[Libre-soc-bugs] [Bug 558] gcc SV intrinsics concept
bugzilla-daemon at libre-soc.org
bugzilla-daemon at libre-soc.org
Wed Dec 30 20:22:39 GMT 2020
https://bugs.libre-soc.org/show_bug.cgi?id=558
--- Comment #24 from Jacob Lifshay <programmerjake at gmail.com> ---
(In reply to Alexandre Oliva from comment #23)
> today's conversation about VL=0 got me thinking that VL is dynamic, which
> means the compiler may have to be able to mv from and to it. a setvli insn
> that sets VL to MAXVL, or even to a different immediate, won't quite cut it.
there is a setvli which sets VL to an immediate.
there is also a setvl which sets VL to the minimum of a value read from a
register and an immediate (used for limiting VL to the space allocated by the
register allocator). both are unprivileged instructions and intended to be used
in user code.
> I think the compiler has to be able to represent it as something it can set
> from another register, say one previously loaded from it, so that it can
> operate on vectors of different dynamic lengths, at least if we wish to be
> able to expose fail-on-first (which is where vl becomes visible as a
> distinct quantity from maxvl, IIUC).

- **Goals**
A) Repeat the text of the SV intrinsics bug comment word for word, starting at "[Libre-soc-bugs] [Bug 558]" and ending at "from comment #23)".
B) Pick up the SV intrinsics bug comment from its last line and continue writing it.
The material after this point is not needed.

- **Entries provided**
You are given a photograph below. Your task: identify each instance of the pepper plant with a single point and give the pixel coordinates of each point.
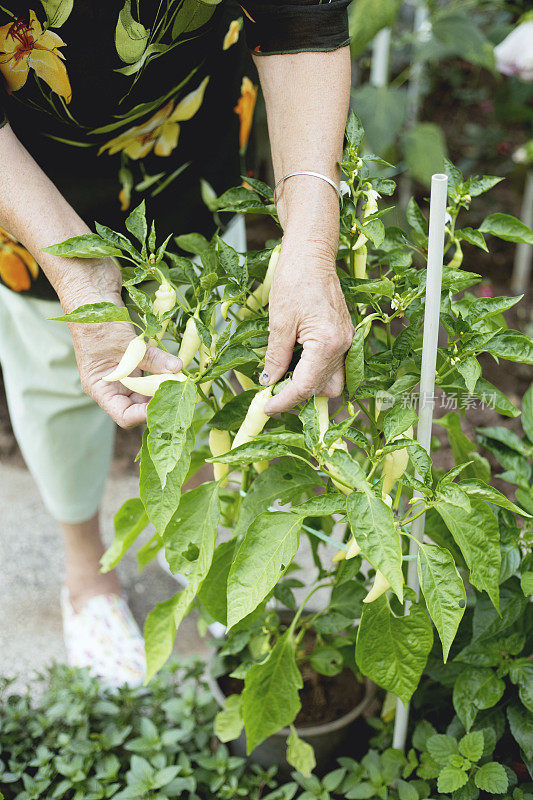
(361, 462)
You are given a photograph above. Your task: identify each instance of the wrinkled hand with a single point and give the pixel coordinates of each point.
(98, 350)
(307, 306)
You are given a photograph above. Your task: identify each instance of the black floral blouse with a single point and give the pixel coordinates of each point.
(123, 99)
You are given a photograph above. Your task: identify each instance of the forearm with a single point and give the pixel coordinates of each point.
(35, 212)
(307, 98)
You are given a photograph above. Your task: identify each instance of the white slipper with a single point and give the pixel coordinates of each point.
(104, 637)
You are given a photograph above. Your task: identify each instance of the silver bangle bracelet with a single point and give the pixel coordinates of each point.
(313, 175)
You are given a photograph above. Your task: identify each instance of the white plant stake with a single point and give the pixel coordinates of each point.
(437, 215)
(379, 68)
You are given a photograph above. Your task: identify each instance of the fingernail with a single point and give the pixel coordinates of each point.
(173, 363)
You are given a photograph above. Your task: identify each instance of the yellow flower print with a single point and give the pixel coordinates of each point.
(17, 266)
(245, 109)
(24, 45)
(160, 133)
(232, 36)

- **Task-by-task outputs**
A)
[Libre-soc-bugs] [Bug 558] gcc SV intrinsics concept
bugzilla-daemon at libre-soc.org
bugzilla-daemon at libre-soc.org
Wed Dec 30 20:22:39 GMT 2020
https://bugs.libre-soc.org/show_bug.cgi?id=558
--- Comment #24 from Jacob Lifshay <programmerjake at gmail.com> ---
(In reply to Alexandre Oliva from comment #23)

B)
>
> This means it may not be enough for setvli and some privileged
> register-restore for interrupts to be able to set vl from an immediate or
> from memory: the compiler has to be able to save it and restore it elsewhere.
I expect there to be a VL SPR that can be read using a single mfspr
instruction. setvl[i] is used for writing to VL, since it is VL = min(value,
MAXVL) where MAXVL is the immediate containing the number of vector elements
that the register allocator allocated space for.
> This even relates with calling conventions: are VLI and VL supposed to be
> preserved across function calls, so a function that uses them has to save
> the state and restore it before returning, or are the call-clobbered and
> it's up to the caller to preserve them?
I'm inclined to define two different ABIs where one has VL be clobbered by
calls and the other has it be saved by calls, though I'm not sure which should
be default.
There should also be a way to pass VL into a function as an argument through
the VL register and optionally have the caller expect the same VL to be set on
return, sorta like how structure return pointers are treated.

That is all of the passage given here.